start Selection

In recent years, composite models based on the lognormal distribution have become popular in actuarial sciences and related areas. In this short note, we present a new R package for computing the probability density function, cumulative density function, and quantile function, and for generating random numbers of any composite model based on the lognormal distribution. The use of the package is illustrated using a real data set.

S. Nadarajah (School of Mathematics, University of Manchester) , S. A. A. Bakar (Institute of Mathematical Sciences, University of Malaya)
2013-11-18

1 Introduction

Two-piece composite distributions arise in many areas of the sciences. The first two-piece composite distribution with each piece described by a normal distribution appears to have been used by (Gibbons and Mylroie 1973). Recently, two-piece composite distributions with the first piece described a lognormal distribution (which we refer to as composite lognormal distributions) have proved popular in insurance and related areas. (Cooray and Ananda 2005) introduced such distributions recently, but one of the referees has pointed out that composite lognormal distributions have been known before at least as early as (Barford and Crovella 1998) in areas like modeling workloads of web servers.

(Cooray and Ananda 2005) showed that composite lognormal distributions can give better fits than standard univariate distributions. They illustrate this fact for the Danish fire insurance data by introducing the composite lognormal-Pareto distribution, a distribution obtained by piecing together lognormal and Pareto probability density functions (pdfs). (Scollnik 2007) improved the composite lognormal-Pareto distribution by using mixing weights as coefficients for each pdf replacing the constant weights applied earlier by (Cooray and Ananda 2005). (Scollnik 2007) also employed generalized Pareto distribution in place of Pareto distribution used by (Cooray and Ananda 2005). (Pigeon and Denuit 2011) provided further extensions of composite lognormal distributions by choosing the cutoff point (the point at which the two pdfs are pieced together) as a random variable. The most recent extensions of composite lognormal distributions are provided in (Nadarajah and Bakar 2012).

Composite lognormal distributions have attracted considerable attention in spite of being introduced only in 2005. Some applications in the last three years include: estimation of insurance claim cost distributions (Bolancé et al. 2010), inflation and excess insurance (Fackler 2010), large insurance claims in case reserves (Lindblad 2011), statistical mechanics (Eliazar and Cohen 2012), and modeling of mixed traffic conditions (Dubey et al. 2013).

end Selection
start Source data

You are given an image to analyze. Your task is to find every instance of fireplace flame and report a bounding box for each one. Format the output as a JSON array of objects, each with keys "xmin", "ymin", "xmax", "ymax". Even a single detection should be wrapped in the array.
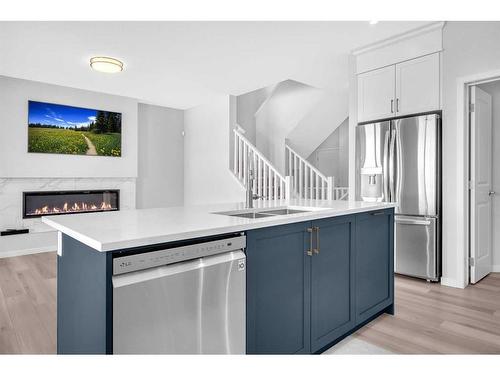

end Source data

> [The tasks]
1) In the article on composite lognormal distributions, what did Pigeon and Denuit choose to treat as a random variable?
2) Pick up the article on composite lognormal distributions after its last sentence and keep writing.

> [Results of the exercise]
1) The cutoff point, the point at which the two pdfs are pieced together.

2)
The aim of this short note is to present a new contributed package CompLognormal for R that computes basic properties for any composite lognormal distribution. The properties considered include the pdf, cumulative distribution function (cdf), quantile function, and random numbers. Explicit expressions for these properties are given in Section “Properties”. Two illustrations of the practical use of the new R package are given in Section “Illustrations”.

2 Properties

Let \(f_i (\cdot)\), \(i = 1, 2\) be valid pdfs. Let \(F_i (\cdot)\), \(i = 1, 2\) denote the corresponding cdfs. In general, the pdf of a two-piece composite distribution is given by \[\displaystyle f(x) = \left\{ \begin{array}{ll} \displaystyle a_{1} f_{1}^{*}(x), & \mbox{if} \quad 0 < x \leq \theta, \\ \displaystyle a_{2} f_{2}^{*}(x), & \mbox{if} \quad \theta < x < \infty, \end{array} \right. \tag{1} \] where \(f_1^{*}(x) = f_1 (x) / F_1 (\theta)\), \(f_2^{*}(x) = f_2 (x) / \{ 1 - F_2 (\theta) \}\), \(\theta\) is the cutoff point, and \(a_1, a_2\) are non-negative weights summing to one. As suggested in (Nadarajah and Bakar 2012), we take \(a_{1}= \frac {1}{1+\phi}\) and \(a_{2}=\frac {\phi}{1+\phi}\) for \(\phi>0\).

The cdf corresponding to ((1)) is \[\displaystyle F(x) = \left\{ \begin{array}{ll} \displaystyle \frac {\displaystyle 1}{\displaystyle 1+\phi} \frac {\displaystyle F_{1}(x)}{\displaystyle F_{1}(\theta)}, & \mbox{if } \quad 0 < x \leq \theta, \\ \displaystyle \frac {\displaystyle 1}{\displaystyle 1+\phi} \left[ 1 + \phi \frac {\displaystyle F_{2}(x)-F_{2}(\theta)}{\displaystyle 1-F_{2}(\theta)} \right], & \mbox{if } \quad \theta < x < \infty. \end{array} \right. \label{eq:cdfcomp} \tag{2} \] The quantile function corresponding to ((1)) is \[\displaystyle Q(u) = \left\{ \begin{array}{ll} \displaystyle F_1^{-1} \left( u (1+\phi) F_{1}(\theta) \right), & \mbox{if } \quad 0 < u \leq \frac {\displaystyle 1}{\displaystyle 1+\phi}, \\ \displaystyle F_2^{-1} \left( F_{2}(\theta) + \left( 1 - F_{2}(\theta) \right) \left( \frac {\displaystyle u(1+\phi)-1}{\displaystyle \phi} \right) \right), & \mbox{if } \quad \frac {\displaystyle 1}{\displaystyle 1+\phi} < u < \infty. \end{array} \right. \label{eq:qfcomp} \tag{3} \] This quantile function can be used to generate random numbers from the two-piece composite distribution.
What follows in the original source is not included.